─── EXTRACT TO READ ───
As of October 8, Texas’ SB 8 law is back in effect. Two days earlier, US District Judge Robert Pitman had paused the law’s enforcement, ruling in favor of a suit the Biden administration brought against SB 8. The 5th Circuit Court of Appeals overturned Pitman’s decision, granting the law temporary reprieve. But the 5th Court’s ruling was an emergency decision, and was explicitly short-term. Biden’s Department of Justice has already appealed the decision.
Growing up in a small town in South Texas, aggressive abortion restrictions come as no surprise to Emerald Belmarez.
Emerald was born and raised in the Rio Grande Valley, the most impoverished region in the state — and the least safe for reproductive rights. Only one abortion clinic serves a population of 1.3 million Texans.
For her entire life, anti-abortion activists have lobbied to limit access to reproductive healthcare, often taking matters into their own hands through protests and camp-outs at clinics. “I have had friends in the past who have been pushed, shoved, yelled at with dirty language while entering abortion clinics. They had people taking pictures of their license plates,” Emerald told The Politic.
Now, Texas has enacted an abortion law that gives the people who protest outside clinics the power to take legal action against those inside.
At midnight on September 1, 2021, Texas’s Senate Bill 8 officially became law, inheriting the title of the most restrictive abortion measure in the nation. The bill was initially passed in May 2021, and was set to go into effect in September. In the days leading up to this deadline, abortion rights groups brought a case to the Supreme Court alleging the law was unconstitutional. In a narrow 5-4 vote, the Supreme Court refused to block the law. The decision was not an affirmation of the law’s constitutionality, but rather a provisional ruling in an attempt to force the lower federal courts to address the complications of the case before it comes to the Court again.
─── EXCERPTED DATA ───
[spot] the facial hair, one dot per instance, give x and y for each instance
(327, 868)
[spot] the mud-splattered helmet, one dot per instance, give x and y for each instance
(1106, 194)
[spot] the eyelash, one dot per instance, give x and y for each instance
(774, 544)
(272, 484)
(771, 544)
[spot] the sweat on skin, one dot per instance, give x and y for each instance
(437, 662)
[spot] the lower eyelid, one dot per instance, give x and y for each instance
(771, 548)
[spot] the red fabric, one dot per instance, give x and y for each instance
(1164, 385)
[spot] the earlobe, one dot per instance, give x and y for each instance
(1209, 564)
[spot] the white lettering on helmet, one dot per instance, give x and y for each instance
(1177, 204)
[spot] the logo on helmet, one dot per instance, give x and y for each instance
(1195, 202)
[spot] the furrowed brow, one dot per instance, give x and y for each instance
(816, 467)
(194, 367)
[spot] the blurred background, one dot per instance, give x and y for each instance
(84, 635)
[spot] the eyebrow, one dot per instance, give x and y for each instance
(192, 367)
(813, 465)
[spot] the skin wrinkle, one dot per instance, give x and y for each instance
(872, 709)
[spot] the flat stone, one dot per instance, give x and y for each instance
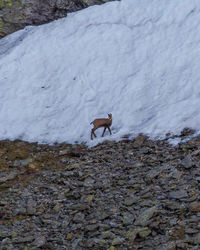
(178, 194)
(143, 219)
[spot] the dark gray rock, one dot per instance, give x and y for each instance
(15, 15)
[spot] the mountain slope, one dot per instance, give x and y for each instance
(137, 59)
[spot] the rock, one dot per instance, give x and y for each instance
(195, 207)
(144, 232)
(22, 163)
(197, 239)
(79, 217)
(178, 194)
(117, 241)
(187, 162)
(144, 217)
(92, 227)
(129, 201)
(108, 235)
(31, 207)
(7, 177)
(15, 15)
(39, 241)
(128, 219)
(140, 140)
───
─── EXCERPTED DATA ───
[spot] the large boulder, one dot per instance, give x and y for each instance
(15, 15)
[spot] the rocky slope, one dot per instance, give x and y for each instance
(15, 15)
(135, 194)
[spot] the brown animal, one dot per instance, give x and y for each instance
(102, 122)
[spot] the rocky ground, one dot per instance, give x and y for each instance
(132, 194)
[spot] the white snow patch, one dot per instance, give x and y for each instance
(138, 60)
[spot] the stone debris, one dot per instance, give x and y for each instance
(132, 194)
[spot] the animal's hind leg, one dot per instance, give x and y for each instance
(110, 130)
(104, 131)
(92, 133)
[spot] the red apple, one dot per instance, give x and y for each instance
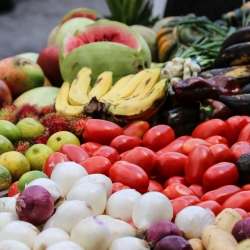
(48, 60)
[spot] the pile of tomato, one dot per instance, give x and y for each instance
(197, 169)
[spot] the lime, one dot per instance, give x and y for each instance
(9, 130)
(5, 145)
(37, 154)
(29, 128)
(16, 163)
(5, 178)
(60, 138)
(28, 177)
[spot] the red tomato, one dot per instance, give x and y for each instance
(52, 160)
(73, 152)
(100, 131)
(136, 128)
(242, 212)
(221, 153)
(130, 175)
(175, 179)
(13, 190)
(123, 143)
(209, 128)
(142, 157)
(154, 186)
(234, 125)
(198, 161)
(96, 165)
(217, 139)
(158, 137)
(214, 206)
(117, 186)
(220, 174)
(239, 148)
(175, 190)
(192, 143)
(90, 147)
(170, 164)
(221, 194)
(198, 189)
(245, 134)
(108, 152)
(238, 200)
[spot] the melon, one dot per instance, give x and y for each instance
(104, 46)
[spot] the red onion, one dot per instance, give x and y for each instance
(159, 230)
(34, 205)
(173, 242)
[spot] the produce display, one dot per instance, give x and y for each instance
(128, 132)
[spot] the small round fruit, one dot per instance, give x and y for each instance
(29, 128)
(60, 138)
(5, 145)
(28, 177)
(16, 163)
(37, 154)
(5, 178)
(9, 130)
───
─── EXCERPTED DATA ───
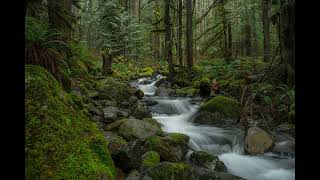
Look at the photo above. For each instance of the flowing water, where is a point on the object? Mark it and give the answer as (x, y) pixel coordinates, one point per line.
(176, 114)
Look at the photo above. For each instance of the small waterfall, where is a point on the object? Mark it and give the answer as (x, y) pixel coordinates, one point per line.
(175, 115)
───
**TASK ITEM A:** List every month named in the article on Texas's SB 8 law, each only once.
**TASK ITEM B:** Edit the article on Texas's SB 8 law by giving it from "Growing up in" up to and including "against those inside.", with "clinics" replaced by "health centers".
**TASK ITEM C:** Pick up the article on Texas's SB 8 law after its last sentence and continue it.
The data is separate from the article on Texas's SB 8 law.

**RESULT A:** October, September, May

**RESULT B:**
Growing up in a small town in South Texas, aggressive abortion restrictions come as no surprise to Emerald Belmarez.
Emerald was born and raised in the Rio Grande Valley, the most impoverished region in the state — and the least safe for reproductive rights. Only one abortion clinic serves a population of 1.3 million Texans.
For her entire life, anti-abortion activists have lobbied to limit access to reproductive healthcare, often taking matters into their own hands through protests and camp-outs at health centers. “I have had friends in the past who have been pushed, shoved, yelled at with dirty language while entering abortion health centers. They had people taking pictures of their license plates,” Emerald told The Politic.
Now, Texas has enacted an abortion law that gives the people who protest outside health centers the power to take legal action against those inside.

**RESULT C:**
Texas’ SB 8 is unique not only in its restrictiveness — it bans abortions after six weeks of pregnancy, with no exceptions for cases of rape or incest — but in the system of enforcement that it implements. Under SB 8, any private citizen can sue anybody in Texas who they accuse of “aiding and abetting” an abortion performed after that 6-week period.
The ability to sue “anybody” really does mean anybody — from Uber drivers who transport people to clinics to supportive family members, from doctors who provide abortions to people who donate to abortion rights groups online, from next-door neighbors to lifelong friends. By making everyone vulnerable to litigation, the law creates inherent distrust between citizens. The person bringing forward the lawsuit does not need to have any personal connection to or stake in the abortion to sue. If the plaintiff wins, they are entitled to at least $10,000 and are repaid their legal fees. If the defendant wins, they receive nothing — not even reimbursement for their fees.
The law even accounts for possible legal challenges that could result in pauses of its enforcement. If it is temporarily halted then later re-instated by another judge, citizens can sue the aiders and abetters of any abortions provided in the period when the law was on pause. The architects of the law ensured in its writing that it will remain functionally in effect even if it has been temporarily halted.
The enforcement of the bill empowers private citizens as the reporters of any violations, abdicating responsibility from the government to prevent Texans from getting abortions. In fact, SB 8 explicitly bans state officials from suing anyone, ensuring that only private citizens will be accountable for monitoring the actions of others. Many social conservatives have embraced this system of enforcement, hoping to prevent the legal challenges that are usually the death knell to anti-abortion laws.
Republican politicians have been attempting for years,with some success, to gut the Supreme Court’s ruling in Roe v. Wade, which dictated that individuals have a Constitutional right to obtain an abortion, and that the government cannot overly restrict that right. States with conservative governors or legislatures have passed a wide range of policies to limit abortion access, like tying the illegality of abortion to detection of the embryonic heartbeat or forcing people seeking abortions to undergo “training” on alternatives such as adoption. With Texas’ SB 8 bill, anti-abortion advocates may have finally found the winning strategy to subvert the seminal 1973 decision.
By deputizing private citizens as the enforcers of the law in SB 8, many legal scholars have pointed out that Texas has technically not violated the Court’s conclusion in Roe that governments cannot place undue burdens on abortion access. After all, the government is not the one enabled to sue defendants for helping people get abortions.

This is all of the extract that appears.